▶ [Quoted passage]
<<<<

Events from the year 1732 in Canada.

Incumbents
French Monarch: Louis XV
British and Irish Monarch: George II

Governors
Governor General of New France: Charles de la Boische, Marquis de Beauharnois
Colonial Governor of Louisiana: Étienne Perier
Governor of Nova Scotia: Lawrence Armstrong
Commodore-Governor of Newfoundland: Edward Falkingham

Events
 1732: Fort St. Charles, on Lake of the Woods was constructed by La Vérendrye's nephew, Christopher Dufrost de La Jemeraye and his eldest son Jean Baptiste de La Vérendrye.
 Charles-Michel Mesaiger was the first priest on Lake of the Woods and at Fort St. Charles.

Births

Deaths
Daniel d'Auger de Subercase, Governor of Acadia

Historical documents
Frenchman says Louisbourg inhabitants mostly fish cod and do little farming because they get "all Necessaries in Exchange for their Fish"

>>>>

▶ [Records for the exercise]
<<<<

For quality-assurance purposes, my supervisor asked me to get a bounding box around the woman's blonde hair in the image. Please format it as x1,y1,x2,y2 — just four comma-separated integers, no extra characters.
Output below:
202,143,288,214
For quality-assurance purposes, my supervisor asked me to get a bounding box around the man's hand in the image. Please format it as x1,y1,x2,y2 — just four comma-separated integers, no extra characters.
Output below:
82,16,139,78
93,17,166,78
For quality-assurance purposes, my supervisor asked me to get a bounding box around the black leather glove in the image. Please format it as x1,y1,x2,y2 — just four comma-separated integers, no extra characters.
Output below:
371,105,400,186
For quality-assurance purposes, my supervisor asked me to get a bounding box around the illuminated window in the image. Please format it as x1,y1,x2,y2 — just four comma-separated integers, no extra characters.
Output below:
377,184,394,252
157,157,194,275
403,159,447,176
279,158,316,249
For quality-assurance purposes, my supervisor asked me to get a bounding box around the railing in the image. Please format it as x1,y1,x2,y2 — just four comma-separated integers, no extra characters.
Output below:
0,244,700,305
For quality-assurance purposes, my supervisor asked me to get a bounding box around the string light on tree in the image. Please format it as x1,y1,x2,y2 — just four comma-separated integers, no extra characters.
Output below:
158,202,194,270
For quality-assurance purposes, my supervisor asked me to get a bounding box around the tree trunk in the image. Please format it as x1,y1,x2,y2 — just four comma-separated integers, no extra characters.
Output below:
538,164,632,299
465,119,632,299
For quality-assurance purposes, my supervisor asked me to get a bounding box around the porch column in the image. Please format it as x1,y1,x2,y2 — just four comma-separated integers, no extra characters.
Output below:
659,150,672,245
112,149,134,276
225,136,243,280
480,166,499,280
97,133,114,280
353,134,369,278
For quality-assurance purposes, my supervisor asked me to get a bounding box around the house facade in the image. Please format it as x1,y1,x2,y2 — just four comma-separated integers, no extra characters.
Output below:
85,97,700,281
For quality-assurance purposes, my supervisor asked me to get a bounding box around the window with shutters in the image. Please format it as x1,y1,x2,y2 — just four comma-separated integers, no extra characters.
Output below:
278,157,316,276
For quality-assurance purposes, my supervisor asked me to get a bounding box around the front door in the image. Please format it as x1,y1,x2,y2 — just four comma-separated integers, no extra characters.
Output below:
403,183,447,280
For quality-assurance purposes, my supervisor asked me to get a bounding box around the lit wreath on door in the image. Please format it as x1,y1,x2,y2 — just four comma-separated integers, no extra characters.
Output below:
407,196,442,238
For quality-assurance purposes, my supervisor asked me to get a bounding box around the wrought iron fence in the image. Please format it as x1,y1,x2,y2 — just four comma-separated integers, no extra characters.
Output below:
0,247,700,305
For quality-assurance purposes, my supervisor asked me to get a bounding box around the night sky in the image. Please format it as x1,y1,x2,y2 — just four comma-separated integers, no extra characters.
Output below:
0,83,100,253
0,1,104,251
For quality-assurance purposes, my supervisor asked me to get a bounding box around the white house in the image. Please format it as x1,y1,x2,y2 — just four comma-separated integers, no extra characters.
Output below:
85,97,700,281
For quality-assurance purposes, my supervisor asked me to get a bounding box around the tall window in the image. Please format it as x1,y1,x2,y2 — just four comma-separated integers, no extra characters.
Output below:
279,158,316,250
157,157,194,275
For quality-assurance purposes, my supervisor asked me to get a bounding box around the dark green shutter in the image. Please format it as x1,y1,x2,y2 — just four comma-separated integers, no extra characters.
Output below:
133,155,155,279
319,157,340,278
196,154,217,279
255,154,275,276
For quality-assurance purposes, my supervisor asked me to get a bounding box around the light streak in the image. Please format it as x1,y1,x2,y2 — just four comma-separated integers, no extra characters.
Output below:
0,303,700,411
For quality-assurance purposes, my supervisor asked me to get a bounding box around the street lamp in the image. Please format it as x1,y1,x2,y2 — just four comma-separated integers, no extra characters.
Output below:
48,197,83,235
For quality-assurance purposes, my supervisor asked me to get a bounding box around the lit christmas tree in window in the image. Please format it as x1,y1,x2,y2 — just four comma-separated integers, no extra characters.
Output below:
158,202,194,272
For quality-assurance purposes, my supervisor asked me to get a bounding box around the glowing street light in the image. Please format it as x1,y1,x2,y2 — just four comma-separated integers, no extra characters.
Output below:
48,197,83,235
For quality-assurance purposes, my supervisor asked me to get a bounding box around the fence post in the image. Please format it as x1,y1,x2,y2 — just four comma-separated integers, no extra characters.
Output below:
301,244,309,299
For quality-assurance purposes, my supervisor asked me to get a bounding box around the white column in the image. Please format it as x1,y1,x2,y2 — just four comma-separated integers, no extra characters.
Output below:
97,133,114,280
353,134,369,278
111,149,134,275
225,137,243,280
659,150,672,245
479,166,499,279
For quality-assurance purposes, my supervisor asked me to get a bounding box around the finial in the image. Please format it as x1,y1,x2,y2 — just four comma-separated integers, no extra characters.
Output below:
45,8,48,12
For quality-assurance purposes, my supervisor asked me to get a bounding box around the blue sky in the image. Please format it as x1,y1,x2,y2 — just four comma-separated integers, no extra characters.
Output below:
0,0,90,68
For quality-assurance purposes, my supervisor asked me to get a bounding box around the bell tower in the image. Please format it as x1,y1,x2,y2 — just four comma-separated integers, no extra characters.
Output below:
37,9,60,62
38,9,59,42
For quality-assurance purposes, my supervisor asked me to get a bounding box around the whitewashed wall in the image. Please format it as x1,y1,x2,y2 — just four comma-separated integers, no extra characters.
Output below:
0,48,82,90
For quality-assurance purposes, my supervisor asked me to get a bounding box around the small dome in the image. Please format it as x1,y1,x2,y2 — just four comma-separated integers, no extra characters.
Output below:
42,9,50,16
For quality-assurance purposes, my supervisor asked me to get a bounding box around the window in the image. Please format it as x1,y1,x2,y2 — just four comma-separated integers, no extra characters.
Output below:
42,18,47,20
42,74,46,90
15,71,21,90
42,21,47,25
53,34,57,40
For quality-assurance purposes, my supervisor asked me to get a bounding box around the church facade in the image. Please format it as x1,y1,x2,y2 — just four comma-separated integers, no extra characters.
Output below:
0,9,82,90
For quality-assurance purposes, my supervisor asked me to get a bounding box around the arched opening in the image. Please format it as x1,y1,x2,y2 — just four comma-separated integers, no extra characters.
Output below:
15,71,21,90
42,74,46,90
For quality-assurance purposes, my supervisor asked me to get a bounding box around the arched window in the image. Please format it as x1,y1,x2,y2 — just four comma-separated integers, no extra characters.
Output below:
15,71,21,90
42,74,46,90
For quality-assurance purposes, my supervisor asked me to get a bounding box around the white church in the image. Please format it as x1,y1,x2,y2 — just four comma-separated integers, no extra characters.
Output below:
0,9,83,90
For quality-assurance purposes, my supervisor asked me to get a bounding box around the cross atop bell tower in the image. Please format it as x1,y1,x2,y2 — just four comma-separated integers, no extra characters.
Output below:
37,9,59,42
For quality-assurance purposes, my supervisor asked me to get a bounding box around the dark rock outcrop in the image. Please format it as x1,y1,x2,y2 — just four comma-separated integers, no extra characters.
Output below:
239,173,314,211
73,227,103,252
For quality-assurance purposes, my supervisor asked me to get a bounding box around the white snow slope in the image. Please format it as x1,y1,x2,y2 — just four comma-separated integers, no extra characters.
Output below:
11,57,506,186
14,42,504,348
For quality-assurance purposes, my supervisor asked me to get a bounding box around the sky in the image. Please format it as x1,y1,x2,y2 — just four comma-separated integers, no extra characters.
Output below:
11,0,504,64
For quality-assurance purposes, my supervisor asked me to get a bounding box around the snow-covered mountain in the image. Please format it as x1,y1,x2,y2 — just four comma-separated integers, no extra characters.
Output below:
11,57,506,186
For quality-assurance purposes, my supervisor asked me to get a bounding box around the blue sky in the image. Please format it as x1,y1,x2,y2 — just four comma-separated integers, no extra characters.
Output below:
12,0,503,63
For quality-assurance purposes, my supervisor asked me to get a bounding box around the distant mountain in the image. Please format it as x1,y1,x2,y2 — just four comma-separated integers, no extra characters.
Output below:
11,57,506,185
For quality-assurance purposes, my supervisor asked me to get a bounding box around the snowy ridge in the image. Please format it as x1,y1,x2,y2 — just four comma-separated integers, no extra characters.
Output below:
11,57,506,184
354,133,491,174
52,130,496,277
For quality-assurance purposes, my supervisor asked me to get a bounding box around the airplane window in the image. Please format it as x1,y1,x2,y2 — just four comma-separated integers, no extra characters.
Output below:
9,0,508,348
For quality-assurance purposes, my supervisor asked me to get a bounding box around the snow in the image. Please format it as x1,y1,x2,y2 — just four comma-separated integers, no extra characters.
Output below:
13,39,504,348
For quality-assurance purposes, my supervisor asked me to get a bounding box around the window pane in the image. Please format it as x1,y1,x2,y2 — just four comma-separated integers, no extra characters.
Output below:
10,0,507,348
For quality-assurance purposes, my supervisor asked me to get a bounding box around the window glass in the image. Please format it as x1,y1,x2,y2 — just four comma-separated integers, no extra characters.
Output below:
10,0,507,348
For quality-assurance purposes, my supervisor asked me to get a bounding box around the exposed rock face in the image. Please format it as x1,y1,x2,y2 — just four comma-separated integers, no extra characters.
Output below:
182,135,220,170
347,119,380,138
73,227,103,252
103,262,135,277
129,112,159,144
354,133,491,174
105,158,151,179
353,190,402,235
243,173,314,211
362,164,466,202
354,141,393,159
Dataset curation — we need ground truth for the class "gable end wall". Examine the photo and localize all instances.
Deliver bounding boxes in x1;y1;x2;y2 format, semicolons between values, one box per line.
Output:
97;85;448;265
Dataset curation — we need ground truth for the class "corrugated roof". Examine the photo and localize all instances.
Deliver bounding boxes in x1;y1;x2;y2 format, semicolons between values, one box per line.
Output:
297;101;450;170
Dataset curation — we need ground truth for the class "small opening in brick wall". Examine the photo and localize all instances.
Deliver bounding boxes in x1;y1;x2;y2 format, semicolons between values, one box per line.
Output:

>>>>

▶ [Required actions]
1. Copy the 1732 in Canada text word for word, from "Events from the" up to and including "de La Vérendrye.".
2. Rename "front door" to "main entrance" in the records, from the line with "around the front" up to and including the line with "403,183,447,280", and give back only those lines with nothing else changed.

▶ [Answers to the exercise]
1.
Events from the year 1732 in Canada.

Incumbents
French Monarch: Louis XV
British and Irish Monarch: George II

Governors
Governor General of New France: Charles de la Boische, Marquis de Beauharnois
Colonial Governor of Louisiana: Étienne Perier
Governor of Nova Scotia: Lawrence Armstrong
Commodore-Governor of Newfoundland: Edward Falkingham

Events
 1732: Fort St. Charles, on Lake of the Woods was constructed by La Vérendrye's nephew, Christopher Dufrost de La Jemeraye and his eldest son Jean Baptiste de La Vérendrye.

2.
For quality-assurance purposes, my supervisor asked me to get a bounding box around the main entrance in the image. Please format it as x1,y1,x2,y2 — just four comma-separated integers, no extra characters.
Output below:
403,183,447,280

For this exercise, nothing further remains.